**Stored data:**
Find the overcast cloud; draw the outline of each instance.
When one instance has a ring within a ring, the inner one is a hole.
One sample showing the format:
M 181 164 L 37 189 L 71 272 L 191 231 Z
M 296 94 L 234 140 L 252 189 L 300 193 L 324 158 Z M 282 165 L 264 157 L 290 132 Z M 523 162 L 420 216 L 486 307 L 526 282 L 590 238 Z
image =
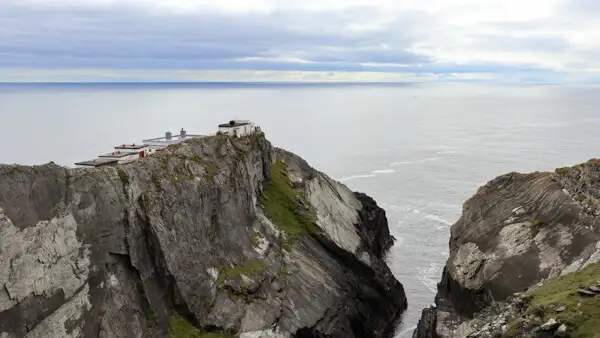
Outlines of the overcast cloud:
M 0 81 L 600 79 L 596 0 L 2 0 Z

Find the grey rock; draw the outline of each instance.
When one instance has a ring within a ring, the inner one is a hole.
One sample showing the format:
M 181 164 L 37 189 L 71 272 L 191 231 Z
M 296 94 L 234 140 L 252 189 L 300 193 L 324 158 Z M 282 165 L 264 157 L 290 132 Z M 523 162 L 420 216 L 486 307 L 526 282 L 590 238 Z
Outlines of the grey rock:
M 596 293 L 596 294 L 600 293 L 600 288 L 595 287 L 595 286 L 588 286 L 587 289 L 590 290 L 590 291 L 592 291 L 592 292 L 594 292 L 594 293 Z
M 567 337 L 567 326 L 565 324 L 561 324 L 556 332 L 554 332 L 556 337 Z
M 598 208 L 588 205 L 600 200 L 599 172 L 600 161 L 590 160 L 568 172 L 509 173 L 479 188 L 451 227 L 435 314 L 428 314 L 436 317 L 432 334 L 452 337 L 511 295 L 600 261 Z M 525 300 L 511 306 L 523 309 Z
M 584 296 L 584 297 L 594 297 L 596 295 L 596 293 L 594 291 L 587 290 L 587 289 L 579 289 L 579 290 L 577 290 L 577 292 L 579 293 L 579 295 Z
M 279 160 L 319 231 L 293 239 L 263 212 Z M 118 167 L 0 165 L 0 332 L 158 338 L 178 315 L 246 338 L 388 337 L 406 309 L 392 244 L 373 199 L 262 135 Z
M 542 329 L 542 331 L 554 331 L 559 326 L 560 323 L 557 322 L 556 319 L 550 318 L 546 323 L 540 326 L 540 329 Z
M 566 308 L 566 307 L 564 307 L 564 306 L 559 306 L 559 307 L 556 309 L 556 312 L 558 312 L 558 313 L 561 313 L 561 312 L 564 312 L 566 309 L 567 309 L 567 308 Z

**WHAT THIS TASK INVOLVES:** Print every entry word for word; omit the pictures.

**EXERCISE SOLUTION:**
Find the overcast cloud; draw the outline of each instance.
When one instance has a ring within a ring, the inner one is a hole.
One sample showing the format:
M 181 164 L 37 189 L 71 272 L 191 231 Z
M 296 94 L 234 140 L 252 189 L 300 193 L 324 158 Z M 282 165 L 264 157 L 290 132 Z M 523 162 L 420 216 L 486 307 L 526 282 L 590 238 Z
image =
Outlines of the overcast cloud:
M 0 81 L 600 79 L 596 0 L 2 0 Z

Find the grey rock; draw the outline of each instance.
When one instance has a ring within a ring, the inner one is a hole.
One sample showing the format:
M 181 164 L 37 189 L 71 272 L 191 231 Z
M 296 94 L 234 140 L 252 189 L 300 193 L 324 158 Z M 282 165 L 264 157 L 290 132 Z M 523 162 L 420 216 L 486 307 L 526 282 L 590 238 Z
Outlines of the grey rock:
M 596 293 L 596 294 L 600 293 L 600 288 L 595 287 L 595 286 L 588 286 L 587 289 L 590 290 L 590 291 L 592 291 L 592 292 L 594 292 L 594 293 Z
M 567 337 L 567 326 L 565 324 L 561 324 L 556 332 L 554 332 L 556 337 Z
M 598 208 L 588 205 L 600 200 L 599 172 L 600 161 L 590 160 L 568 172 L 509 173 L 479 188 L 451 227 L 435 314 L 428 314 L 436 317 L 432 334 L 452 337 L 511 295 L 600 261 Z M 525 300 L 511 306 L 523 309 Z
M 584 296 L 584 297 L 594 297 L 596 295 L 596 293 L 594 291 L 587 290 L 587 289 L 579 289 L 579 290 L 577 290 L 577 292 L 579 293 L 579 295 Z
M 279 160 L 319 231 L 293 239 L 263 212 Z M 118 167 L 0 165 L 0 332 L 158 338 L 178 315 L 246 338 L 388 337 L 406 309 L 392 244 L 373 199 L 262 135 Z
M 542 329 L 542 331 L 554 331 L 559 326 L 560 323 L 557 322 L 556 319 L 550 318 L 546 323 L 540 326 L 540 329 Z
M 566 308 L 566 307 L 564 307 L 564 306 L 559 306 L 559 307 L 556 309 L 556 312 L 558 312 L 558 313 L 561 313 L 561 312 L 564 312 L 566 309 L 567 309 L 567 308 Z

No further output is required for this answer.